[[ DATA RECORDS, beginning ]]

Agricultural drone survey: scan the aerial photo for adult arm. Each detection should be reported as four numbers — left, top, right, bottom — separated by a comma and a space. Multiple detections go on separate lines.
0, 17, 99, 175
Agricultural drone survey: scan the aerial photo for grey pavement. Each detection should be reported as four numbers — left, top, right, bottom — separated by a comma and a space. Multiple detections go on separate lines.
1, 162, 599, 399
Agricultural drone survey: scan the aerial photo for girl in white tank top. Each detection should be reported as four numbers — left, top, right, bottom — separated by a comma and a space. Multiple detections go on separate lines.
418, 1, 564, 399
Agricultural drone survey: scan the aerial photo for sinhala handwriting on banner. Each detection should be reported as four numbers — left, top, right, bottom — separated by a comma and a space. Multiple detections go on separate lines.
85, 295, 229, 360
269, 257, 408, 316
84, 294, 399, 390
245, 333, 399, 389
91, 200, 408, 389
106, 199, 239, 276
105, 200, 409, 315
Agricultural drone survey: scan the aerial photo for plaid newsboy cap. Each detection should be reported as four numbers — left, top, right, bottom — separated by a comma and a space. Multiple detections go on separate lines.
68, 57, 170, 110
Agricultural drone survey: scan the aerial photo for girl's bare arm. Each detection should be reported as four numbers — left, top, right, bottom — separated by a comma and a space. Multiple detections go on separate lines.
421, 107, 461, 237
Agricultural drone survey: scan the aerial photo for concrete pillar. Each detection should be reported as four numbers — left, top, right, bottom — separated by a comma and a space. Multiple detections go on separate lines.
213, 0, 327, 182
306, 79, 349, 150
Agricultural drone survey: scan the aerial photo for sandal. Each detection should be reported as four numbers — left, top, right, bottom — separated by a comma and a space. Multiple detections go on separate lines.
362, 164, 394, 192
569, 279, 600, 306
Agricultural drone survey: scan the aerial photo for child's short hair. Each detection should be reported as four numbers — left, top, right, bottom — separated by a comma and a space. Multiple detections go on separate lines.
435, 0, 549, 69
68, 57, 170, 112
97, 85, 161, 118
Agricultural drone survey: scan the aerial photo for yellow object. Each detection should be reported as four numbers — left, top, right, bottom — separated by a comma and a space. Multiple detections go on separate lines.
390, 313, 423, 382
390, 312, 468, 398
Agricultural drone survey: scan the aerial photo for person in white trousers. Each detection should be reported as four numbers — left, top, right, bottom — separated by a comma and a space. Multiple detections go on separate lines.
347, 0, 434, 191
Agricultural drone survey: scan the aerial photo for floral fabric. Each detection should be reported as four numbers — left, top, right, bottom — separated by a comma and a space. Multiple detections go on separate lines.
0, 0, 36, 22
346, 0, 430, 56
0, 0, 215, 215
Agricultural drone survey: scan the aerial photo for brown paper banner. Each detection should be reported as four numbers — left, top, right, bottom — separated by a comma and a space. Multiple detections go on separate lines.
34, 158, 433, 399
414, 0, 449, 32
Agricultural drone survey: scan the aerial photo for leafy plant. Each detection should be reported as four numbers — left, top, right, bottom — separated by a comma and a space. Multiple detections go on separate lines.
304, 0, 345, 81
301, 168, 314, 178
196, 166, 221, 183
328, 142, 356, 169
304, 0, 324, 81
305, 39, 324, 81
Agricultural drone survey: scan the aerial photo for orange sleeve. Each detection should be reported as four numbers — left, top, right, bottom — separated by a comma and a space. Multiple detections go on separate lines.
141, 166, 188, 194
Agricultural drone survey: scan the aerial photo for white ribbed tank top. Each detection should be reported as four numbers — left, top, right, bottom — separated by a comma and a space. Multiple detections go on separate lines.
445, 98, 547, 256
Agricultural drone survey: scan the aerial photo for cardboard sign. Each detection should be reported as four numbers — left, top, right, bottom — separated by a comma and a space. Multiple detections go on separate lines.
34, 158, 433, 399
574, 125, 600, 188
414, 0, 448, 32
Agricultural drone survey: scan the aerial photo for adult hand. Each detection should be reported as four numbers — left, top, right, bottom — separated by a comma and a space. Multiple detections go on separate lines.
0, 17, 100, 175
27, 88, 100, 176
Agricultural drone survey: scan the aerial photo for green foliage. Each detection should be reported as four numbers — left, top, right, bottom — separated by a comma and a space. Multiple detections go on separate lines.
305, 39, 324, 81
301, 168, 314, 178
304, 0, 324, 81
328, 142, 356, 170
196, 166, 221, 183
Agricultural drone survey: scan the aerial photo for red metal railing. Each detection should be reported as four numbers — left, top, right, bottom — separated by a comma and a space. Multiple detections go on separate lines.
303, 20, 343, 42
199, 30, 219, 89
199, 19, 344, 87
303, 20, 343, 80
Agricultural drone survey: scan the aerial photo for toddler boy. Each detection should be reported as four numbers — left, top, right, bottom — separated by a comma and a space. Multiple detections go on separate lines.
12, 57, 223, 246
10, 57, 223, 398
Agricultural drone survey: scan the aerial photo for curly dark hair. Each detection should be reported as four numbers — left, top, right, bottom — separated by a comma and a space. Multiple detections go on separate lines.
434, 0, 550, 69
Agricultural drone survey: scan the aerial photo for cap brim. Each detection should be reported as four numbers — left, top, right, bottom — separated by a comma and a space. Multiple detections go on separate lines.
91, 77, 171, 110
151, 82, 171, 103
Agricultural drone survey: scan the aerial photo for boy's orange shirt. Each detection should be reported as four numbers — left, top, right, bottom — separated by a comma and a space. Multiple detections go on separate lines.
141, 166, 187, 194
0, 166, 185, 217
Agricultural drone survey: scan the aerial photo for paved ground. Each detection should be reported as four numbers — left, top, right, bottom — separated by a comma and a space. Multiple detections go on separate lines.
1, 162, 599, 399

[[ DATA RECORDS, end ]]

An exact reproduction of all the records is needed.

TASK RESULT:
Agricultural drone survey: scan the aerial photo for adult arm. Each detection should be reported as four numbers — left, top, right, bottom — separated by a comma and a space. Multiple detections go on separate lines.
0, 17, 99, 175
Agricultural drone survey: scan the aerial photo for grey pavement. Each detection should be reported as four numbers — left, top, right, bottom — separated by a comma and a space. Multiple detections go on separate lines.
1, 162, 599, 399
Agricultural drone survey: scan the aerial photo for girl in white tank top. Each detection should be reported as four numbers — left, top, right, bottom — separated by a comma and a space. Multiple detections go on separate lines.
418, 1, 564, 399
Agricultural drone survey: scan the aerial photo for sinhala handwriting on banner. Each detection should be reported as four numbers — left, top, right, bottom — separated by a comma and a space. Multiple detections go on separate lines.
85, 295, 229, 360
269, 257, 408, 316
84, 294, 399, 390
245, 333, 399, 389
91, 200, 408, 389
106, 199, 239, 276
105, 200, 409, 315
Agricultural drone survey: scan the aerial photo for plaid newsboy cap. Each detection should be reported as four numbers — left, top, right, bottom — separated by a comma and a space. Multiple detections go on separate lines.
68, 57, 170, 110
Agricultural drone survey: scan the aerial photo for girl's bare arm. Each detection should be reported as four numbers — left, top, right, bottom — separated by a comma and a space. Multiple detections go on separate lines.
421, 107, 461, 237
Agricultural drone survey: scan the aerial photo for concrete pillar. Each detection should be reported as four numbers — left, top, right, bottom — separated by a comma and a space. Multiple detections go on separate lines.
213, 0, 327, 182
306, 79, 349, 150
Agricultural drone survey: scan the aerial photo for sandal. Each detection should be reported as four numbers — left, top, right, bottom — separated by a comma and a space. Multiple detections go on separate lines.
362, 164, 394, 192
569, 279, 600, 306
Agricultural drone survey: scan the aerial photo for child's short hair. Each detection should be reported as four numbers — left, top, right, bottom — separated by a comma and a space. Multiple detections go on separate lines.
435, 0, 549, 69
68, 57, 170, 112
97, 85, 161, 118
Agricultural drone survey: scan the aerial photo for yellow object. Each detection should be reported as four numbers — left, top, right, bottom — separated by a comma and a space. Multiple detections go on separate lines.
390, 313, 423, 382
390, 312, 468, 398
Agricultural drone survey: scan the aerial photo for person in white trousers. Each detection should be reported as four numbers — left, top, right, bottom — separated by a comma and a space. Multiple detections go on separate lines.
347, 0, 434, 191
Agricultural drone survey: scan the aerial photo for floral fabric. Each detection should be reported as four numbers — left, top, right, bottom — separated by a comma and a space. Multiple detections go on separate lines.
0, 0, 36, 22
346, 0, 430, 56
0, 0, 215, 215
Agricultural drone survey: scan the aerial photo for brown paper banner. Each detection should be reported as four numbers — left, top, right, bottom — separated by a comma and a space. Multiple detections go on separate lines.
34, 158, 433, 399
414, 0, 449, 32
Agricultural drone survey: scan the aerial photo for leafy plant. Each detection should be reported as four numbers — left, top, right, bottom — separated by a comma and a space. Multiple detections go on separate lines.
304, 0, 345, 81
301, 168, 314, 178
196, 166, 221, 183
328, 142, 356, 169
304, 0, 324, 81
305, 39, 324, 81
Agricultural drone survey: scan the aerial photo for orange sleeve. Each detection should be reported as four numbers — left, top, right, bottom — separated by a comma and a space. Multiple detections go on separate lines.
141, 166, 188, 194
Agricultural drone survey: scan the aerial photo for white ribbed tank top. Each detection should be reported as four numbers — left, top, right, bottom — separated by a comma and a space. Multiple detections go on separate lines.
445, 98, 547, 256
Agricultural drone survey: scan the aerial photo for cardboard sign. Each detection should be reported as four numbers — left, top, right, bottom — separated by a comma and a space. Multiple detections go on separate lines.
34, 158, 433, 399
574, 125, 600, 188
414, 0, 448, 32
Agricultural drone survey: scan the aerial photo for adult hand. Each detection should be reported as four numbers — left, top, right, bottom — separated by a comma and a space. Multiple detections go on separate lines.
0, 17, 100, 175
27, 88, 100, 176
Agricultural drone survey: scan the aerial photo for green foliage. Each detection should be reported as four numbers — left, top, right, bottom — separated by a comma and a space. Multiple detections go on separate lines.
305, 39, 324, 81
301, 168, 314, 178
304, 0, 324, 81
328, 142, 356, 170
196, 166, 221, 183
Agricultural drone survey: scan the aerial photo for red metal railing. Each detection should be reported as four numbers — left, top, right, bottom — separated by a comma and a space. Multiple detections go on separate lines.
303, 20, 343, 42
199, 30, 219, 89
199, 19, 344, 87
303, 20, 343, 80
Agricultural drone survey: scan the aerial photo for toddler boy. Each detection should be reported as four numbers — left, top, right, bottom — separated by a comma and a space. Multiple detections go on separate lines.
12, 57, 223, 246
10, 57, 223, 398
Agricultural drone survey: scan the aerial photo for curly dark hair. Each detection should be reported as four numbers — left, top, right, bottom — separated by a comma and a space. Multiple detections go on separate lines.
434, 0, 550, 69
Agricultural drone survey: scan the aerial photo for cap brim. Each detection should be reported as four numbers — left, top, right, bottom — separated by a comma and a space. Multiple detections go on separate lines.
91, 77, 171, 110
151, 82, 171, 103
Agricultural drone survey: scan the aerial photo for boy's orange shirt. Each detection should be reported as four numbers — left, top, right, bottom — separated by a comma and a space. Multiple detections go on separate lines.
141, 166, 187, 194
0, 166, 185, 217
Agricultural drone survey: scan the aerial photo for paved ground. Each detection should be reported as four numbers — left, top, right, bottom — separated by a comma and a space. Multiple detections go on separate lines.
1, 162, 599, 399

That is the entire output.